### Отрывок страницы ###

Рая великолепно владеет двумя западными и тремя славянскими языками: немецким, французским, польским, украинским и русским. Она полукровка: мать ее — украинка, отец — поляк. Но родилась, воспитывалась и училась Рая на Украине, а посему считает себя чистокровной украинкой. Она немножко даже гетьвидмосквистка. Нельзя сказать, чтобы от нее уж очень сильно несло этим, но все же чуточку попахивает. В частности, Рая принципиально не желает пользоваться русским языком, предпочитая ему во всех случаях жизни родной украинский. «Почему? — думал я. — Потому ли, что не знает русского языка? Быть не может. Ведь она окончила мединститут». Однажды я откровенно спросил ее. Вместо прямого ответа Рая заговорила со мной на совершенно правильном русском языке. Это-то и дало мне повод предполагать в ней гетьвидмосквистский душок. Впрочем, душок душком, а душа у Раи хорошая, чистая.
Говорили о злосчастном горе-гореваньице, о каторжной пленяжьей жизни. Вспоминали голод, мор, пытки, расстрелы, побои, издевательства. То один, то другой встревал в беседу, рассказывал о том, что было до госпиталя, а сам думал: что же ждет меня впереди?
Заговорил мордастый верзила Шитиков:
— Все говорят, что плен хуже каторги. Слыхал я это, ребята, не только от вас, но и от других. Вероятно, так оно и есть. Но про себя я ничего такого сказать не могу. Хоть и пленяга я, а только не испытал ни голода, ни холода, ни побоев, ни истязаний. У меня всегда было вволю и хлеба, и масла, и одежки, и обувки. Водились и финики, да не пленяжьи или оккупационные, а настоящие. А получилось это вот как. После окружения шатались мы по белорусским лесам, все хотели к своим пробраться. Похватали нас по деревням и заперли в большущий подвал. Наутро выгнали на площадь и построили драй-унд-драй. Явился какой-то чин, спрашивает: «Есть ли среди вас шустеры[922]?» Я поднял руку.
[Далее отсутствуют две машинописные страницы.]
После обеда в барак вошел доктор Раж. Он начал обход с шустера-хельфера, закончил мной. Минут через пятнадцать после его ухода к бараку подкатил электрокар. Еще через пять минут я был доставлен в ту же палату, откуда две недели назад меня вывезли в русский барак. Французы и бельгийцы встретили меня радостными улыбками.

### Предоставленные строки ###

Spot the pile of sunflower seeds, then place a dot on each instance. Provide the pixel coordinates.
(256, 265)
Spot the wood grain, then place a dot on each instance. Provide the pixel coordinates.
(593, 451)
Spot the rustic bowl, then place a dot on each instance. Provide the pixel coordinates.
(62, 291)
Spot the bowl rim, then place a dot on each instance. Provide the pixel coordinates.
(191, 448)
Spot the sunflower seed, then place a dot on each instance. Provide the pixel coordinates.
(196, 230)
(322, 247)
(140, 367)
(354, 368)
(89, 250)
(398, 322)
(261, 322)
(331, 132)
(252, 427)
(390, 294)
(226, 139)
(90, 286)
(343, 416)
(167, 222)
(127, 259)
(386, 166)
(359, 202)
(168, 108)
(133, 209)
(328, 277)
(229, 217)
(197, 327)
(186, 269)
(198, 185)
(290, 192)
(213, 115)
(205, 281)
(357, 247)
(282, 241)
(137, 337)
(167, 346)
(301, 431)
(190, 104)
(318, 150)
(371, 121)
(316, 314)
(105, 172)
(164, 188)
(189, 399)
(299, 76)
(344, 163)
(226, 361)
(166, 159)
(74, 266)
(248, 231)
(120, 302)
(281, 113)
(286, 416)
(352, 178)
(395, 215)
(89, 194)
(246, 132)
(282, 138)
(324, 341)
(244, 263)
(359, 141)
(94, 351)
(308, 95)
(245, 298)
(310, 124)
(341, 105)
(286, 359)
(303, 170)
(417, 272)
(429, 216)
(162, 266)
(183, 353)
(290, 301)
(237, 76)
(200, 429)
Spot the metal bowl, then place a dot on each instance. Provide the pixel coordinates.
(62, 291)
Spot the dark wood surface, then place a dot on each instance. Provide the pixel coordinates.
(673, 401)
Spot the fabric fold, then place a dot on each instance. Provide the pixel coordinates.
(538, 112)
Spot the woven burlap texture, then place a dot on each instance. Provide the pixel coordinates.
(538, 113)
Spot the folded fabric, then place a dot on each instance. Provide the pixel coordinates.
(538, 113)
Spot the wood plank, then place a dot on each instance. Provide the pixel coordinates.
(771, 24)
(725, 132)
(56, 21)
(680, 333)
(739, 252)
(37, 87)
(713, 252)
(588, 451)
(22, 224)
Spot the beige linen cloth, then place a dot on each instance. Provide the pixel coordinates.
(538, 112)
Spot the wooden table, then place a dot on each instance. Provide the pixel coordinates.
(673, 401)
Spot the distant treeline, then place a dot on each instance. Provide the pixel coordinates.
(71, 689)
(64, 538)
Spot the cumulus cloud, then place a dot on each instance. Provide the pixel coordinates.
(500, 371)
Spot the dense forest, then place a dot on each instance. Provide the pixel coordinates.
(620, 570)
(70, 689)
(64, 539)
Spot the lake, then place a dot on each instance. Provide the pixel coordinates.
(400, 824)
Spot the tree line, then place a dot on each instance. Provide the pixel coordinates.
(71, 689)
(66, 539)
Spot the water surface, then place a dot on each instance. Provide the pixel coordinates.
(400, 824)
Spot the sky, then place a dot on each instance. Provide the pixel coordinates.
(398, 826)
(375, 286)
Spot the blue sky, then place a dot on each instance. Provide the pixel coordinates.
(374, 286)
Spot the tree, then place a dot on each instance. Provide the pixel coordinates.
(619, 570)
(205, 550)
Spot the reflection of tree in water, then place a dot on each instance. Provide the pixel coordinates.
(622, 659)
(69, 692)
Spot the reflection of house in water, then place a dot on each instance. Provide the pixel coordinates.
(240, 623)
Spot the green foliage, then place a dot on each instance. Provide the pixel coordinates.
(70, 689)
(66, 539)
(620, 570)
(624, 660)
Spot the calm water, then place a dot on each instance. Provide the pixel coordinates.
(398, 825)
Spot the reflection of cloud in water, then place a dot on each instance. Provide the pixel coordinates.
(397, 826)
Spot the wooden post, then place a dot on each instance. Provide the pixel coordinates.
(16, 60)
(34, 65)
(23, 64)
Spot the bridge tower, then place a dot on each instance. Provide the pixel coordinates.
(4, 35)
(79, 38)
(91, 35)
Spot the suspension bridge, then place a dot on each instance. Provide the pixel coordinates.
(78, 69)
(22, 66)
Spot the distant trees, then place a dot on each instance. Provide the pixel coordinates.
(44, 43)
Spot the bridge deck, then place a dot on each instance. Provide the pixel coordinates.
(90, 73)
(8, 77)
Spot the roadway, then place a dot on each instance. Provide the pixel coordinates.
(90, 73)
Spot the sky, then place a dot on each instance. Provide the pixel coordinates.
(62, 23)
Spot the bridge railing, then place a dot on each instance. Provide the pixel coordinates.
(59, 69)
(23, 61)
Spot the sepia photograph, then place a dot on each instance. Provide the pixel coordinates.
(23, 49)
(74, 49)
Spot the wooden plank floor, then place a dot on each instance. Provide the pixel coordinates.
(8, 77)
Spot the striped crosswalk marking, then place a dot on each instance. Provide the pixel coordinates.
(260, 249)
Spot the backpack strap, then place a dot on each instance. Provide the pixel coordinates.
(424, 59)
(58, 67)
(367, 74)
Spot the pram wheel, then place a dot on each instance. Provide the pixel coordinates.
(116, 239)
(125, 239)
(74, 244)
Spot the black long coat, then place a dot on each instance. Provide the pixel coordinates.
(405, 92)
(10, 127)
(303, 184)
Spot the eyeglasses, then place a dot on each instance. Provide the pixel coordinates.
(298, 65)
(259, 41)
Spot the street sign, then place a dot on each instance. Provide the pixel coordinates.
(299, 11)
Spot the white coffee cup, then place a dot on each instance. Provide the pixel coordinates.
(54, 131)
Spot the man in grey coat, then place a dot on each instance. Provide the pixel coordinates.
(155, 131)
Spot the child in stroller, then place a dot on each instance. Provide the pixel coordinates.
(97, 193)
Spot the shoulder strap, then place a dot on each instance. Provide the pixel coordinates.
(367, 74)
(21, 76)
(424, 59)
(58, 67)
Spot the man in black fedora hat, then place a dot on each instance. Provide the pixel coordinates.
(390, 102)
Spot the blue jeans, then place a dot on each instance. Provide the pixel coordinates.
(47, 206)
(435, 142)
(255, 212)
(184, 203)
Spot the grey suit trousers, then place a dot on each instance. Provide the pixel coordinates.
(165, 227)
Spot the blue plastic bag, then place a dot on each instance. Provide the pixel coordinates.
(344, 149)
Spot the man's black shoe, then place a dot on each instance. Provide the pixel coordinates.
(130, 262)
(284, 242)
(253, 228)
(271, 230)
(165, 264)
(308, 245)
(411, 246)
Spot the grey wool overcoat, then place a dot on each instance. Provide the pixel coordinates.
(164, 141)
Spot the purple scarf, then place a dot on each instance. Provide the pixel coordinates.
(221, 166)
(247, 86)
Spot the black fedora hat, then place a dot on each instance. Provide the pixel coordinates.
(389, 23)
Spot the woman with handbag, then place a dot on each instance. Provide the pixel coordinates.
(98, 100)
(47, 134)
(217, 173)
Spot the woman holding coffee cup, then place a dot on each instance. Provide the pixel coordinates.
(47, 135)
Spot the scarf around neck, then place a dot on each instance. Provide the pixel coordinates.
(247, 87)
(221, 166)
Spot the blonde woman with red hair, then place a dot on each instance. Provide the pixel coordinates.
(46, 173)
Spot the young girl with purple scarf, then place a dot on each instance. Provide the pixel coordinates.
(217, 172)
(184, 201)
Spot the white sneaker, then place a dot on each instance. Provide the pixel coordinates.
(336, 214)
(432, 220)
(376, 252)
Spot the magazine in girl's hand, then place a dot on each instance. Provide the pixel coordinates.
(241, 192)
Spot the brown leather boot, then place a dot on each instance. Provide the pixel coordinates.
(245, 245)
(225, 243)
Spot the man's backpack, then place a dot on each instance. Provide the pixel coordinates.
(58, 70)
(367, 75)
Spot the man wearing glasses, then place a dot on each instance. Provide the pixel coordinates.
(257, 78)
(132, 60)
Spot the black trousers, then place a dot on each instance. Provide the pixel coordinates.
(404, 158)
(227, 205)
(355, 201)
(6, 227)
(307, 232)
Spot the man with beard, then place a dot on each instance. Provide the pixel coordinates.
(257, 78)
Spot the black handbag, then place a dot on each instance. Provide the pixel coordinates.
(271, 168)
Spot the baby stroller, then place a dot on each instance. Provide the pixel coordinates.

###

# [Ваша задача]
Перечислите все языки, которыми, по словам отрывка о плене, владеет Рая.

# [Письменный ответ]
Немецкий, французский, польский, украинский, русский.